▸ **What you have to do**
Every line holding "building" should be copied from the records below.

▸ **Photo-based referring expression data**
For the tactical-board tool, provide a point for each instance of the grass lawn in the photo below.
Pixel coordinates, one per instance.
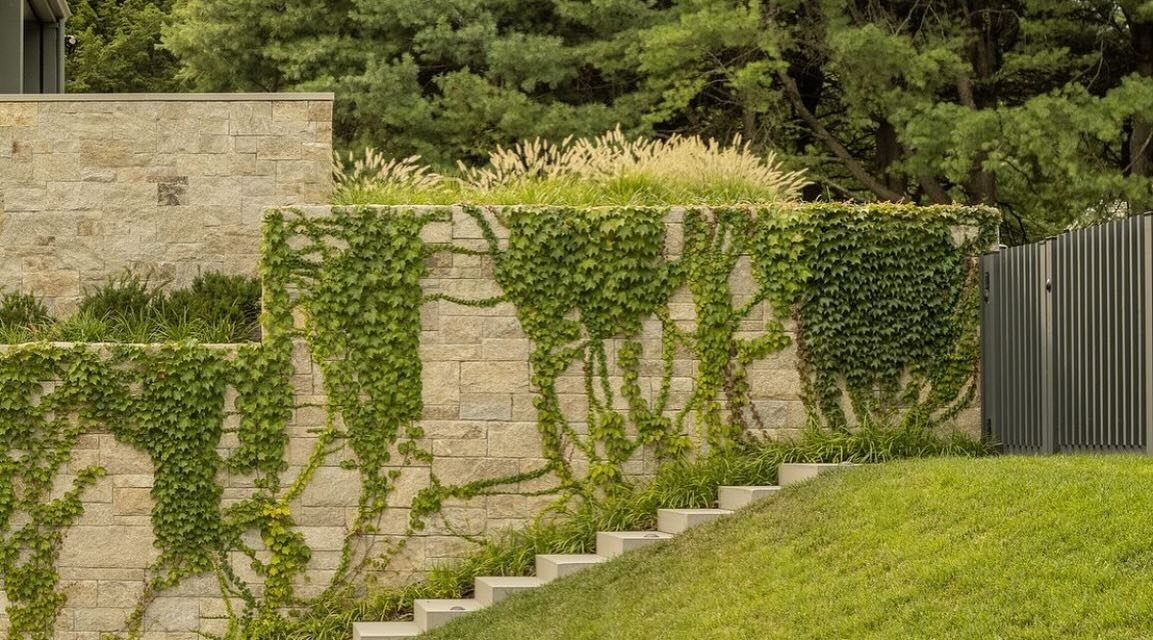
(949, 548)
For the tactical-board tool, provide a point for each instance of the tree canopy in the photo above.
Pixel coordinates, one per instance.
(1041, 107)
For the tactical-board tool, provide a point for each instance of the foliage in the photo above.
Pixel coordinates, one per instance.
(585, 284)
(118, 47)
(22, 311)
(581, 172)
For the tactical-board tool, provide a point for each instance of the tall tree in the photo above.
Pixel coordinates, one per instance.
(118, 47)
(445, 78)
(1038, 106)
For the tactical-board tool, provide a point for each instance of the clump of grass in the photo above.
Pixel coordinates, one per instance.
(22, 311)
(130, 308)
(609, 170)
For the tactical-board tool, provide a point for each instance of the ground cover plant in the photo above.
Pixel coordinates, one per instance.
(130, 308)
(571, 528)
(884, 360)
(999, 547)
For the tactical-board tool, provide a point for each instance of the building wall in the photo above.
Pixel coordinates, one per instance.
(479, 422)
(170, 185)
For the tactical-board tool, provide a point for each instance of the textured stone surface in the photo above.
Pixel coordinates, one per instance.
(480, 424)
(103, 186)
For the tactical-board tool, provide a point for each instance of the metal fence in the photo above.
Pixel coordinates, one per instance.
(1067, 341)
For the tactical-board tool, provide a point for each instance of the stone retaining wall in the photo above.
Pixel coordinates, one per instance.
(479, 422)
(170, 185)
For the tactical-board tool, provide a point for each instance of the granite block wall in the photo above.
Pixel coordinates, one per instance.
(163, 185)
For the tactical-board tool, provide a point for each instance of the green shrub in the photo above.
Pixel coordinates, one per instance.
(218, 300)
(22, 311)
(129, 308)
(127, 293)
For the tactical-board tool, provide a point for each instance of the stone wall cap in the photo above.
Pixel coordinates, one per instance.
(166, 97)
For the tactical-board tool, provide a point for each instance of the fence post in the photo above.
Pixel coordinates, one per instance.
(1045, 308)
(1146, 317)
(989, 383)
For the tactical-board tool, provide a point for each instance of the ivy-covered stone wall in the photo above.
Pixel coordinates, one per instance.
(429, 375)
(168, 185)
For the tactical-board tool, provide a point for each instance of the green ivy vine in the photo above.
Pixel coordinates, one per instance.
(880, 300)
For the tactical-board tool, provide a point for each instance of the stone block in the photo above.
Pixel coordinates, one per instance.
(99, 619)
(130, 501)
(173, 614)
(100, 547)
(82, 594)
(460, 471)
(119, 594)
(485, 406)
(441, 383)
(515, 439)
(17, 114)
(332, 487)
(456, 448)
(492, 377)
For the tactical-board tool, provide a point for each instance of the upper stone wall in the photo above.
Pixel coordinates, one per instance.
(172, 185)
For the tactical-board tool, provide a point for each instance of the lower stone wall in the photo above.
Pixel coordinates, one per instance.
(167, 186)
(479, 423)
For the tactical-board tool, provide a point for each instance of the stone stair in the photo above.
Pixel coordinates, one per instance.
(490, 589)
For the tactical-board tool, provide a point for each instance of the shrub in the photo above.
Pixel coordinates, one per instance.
(128, 293)
(22, 311)
(228, 303)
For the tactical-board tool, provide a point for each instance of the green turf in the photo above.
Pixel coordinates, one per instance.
(948, 548)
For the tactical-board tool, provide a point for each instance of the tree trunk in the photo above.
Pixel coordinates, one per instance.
(1140, 130)
(888, 153)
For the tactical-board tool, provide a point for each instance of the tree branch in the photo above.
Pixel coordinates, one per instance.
(869, 181)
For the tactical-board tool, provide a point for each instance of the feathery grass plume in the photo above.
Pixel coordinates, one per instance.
(375, 168)
(608, 170)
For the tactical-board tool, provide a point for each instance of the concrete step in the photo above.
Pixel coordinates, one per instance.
(431, 614)
(736, 497)
(491, 589)
(384, 631)
(790, 473)
(611, 544)
(557, 565)
(677, 520)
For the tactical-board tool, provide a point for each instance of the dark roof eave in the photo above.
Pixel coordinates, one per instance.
(51, 10)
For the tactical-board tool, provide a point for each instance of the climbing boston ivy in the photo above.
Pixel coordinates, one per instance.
(879, 300)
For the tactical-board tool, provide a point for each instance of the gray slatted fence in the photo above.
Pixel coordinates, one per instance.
(1067, 341)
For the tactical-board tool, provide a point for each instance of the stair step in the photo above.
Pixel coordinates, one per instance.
(677, 520)
(384, 631)
(611, 544)
(557, 565)
(736, 497)
(790, 473)
(491, 589)
(431, 614)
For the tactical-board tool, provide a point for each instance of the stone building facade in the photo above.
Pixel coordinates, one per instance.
(93, 186)
(164, 185)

▸ **Written answer**
For the tactical-board tool, provide a point for each instance of the building wall in the photo above.
For the tactical-board tool, provide a point for each instance of the stone building facade in the photo above.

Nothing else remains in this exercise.